(Records excerpted from a collection)
# # # # # # #

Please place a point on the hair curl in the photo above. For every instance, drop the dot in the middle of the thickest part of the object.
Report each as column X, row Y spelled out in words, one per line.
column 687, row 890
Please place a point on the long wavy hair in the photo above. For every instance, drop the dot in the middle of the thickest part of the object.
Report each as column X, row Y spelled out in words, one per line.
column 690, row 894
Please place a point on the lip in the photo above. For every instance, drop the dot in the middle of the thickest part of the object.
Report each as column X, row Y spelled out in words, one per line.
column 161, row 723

# # # # # # #

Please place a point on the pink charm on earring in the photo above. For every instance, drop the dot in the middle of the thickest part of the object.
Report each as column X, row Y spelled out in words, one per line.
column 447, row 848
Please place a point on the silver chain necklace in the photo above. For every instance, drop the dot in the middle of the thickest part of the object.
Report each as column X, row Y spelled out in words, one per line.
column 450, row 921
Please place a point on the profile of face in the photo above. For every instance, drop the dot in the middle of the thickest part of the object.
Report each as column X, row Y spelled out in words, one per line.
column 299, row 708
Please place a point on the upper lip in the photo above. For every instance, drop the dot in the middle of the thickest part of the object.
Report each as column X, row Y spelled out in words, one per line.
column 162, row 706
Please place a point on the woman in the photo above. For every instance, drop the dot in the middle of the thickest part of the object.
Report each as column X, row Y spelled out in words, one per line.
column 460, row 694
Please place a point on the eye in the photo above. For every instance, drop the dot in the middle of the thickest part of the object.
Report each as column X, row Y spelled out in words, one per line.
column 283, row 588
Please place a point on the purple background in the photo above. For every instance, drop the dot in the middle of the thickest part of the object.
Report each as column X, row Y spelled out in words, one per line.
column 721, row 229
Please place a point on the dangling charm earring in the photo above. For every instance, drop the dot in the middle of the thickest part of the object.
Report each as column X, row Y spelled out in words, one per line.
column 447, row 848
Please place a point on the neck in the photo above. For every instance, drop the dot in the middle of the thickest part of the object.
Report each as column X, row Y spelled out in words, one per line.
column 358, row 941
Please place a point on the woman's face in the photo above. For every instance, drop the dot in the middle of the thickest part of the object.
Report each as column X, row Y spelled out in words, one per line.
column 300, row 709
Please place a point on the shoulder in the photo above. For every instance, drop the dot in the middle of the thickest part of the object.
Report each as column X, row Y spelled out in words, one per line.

# # # # # # #

— The problem —
Reproduce word for word the lines from the one with "Please place a point on the hair" to the one with "column 690, row 894", both included.

— Full output —
Please place a point on the hair curl in the photo above. For every instance, drop the dot in the middle of the thickest part of the object.
Report each as column X, row Y spelled out in words, one per line.
column 687, row 890
Please place a point on the long wavy hair in the photo above. For every instance, drop the dot in the middle of the thickest part of the object.
Report each as column X, row Y spelled out in words, one per line.
column 690, row 894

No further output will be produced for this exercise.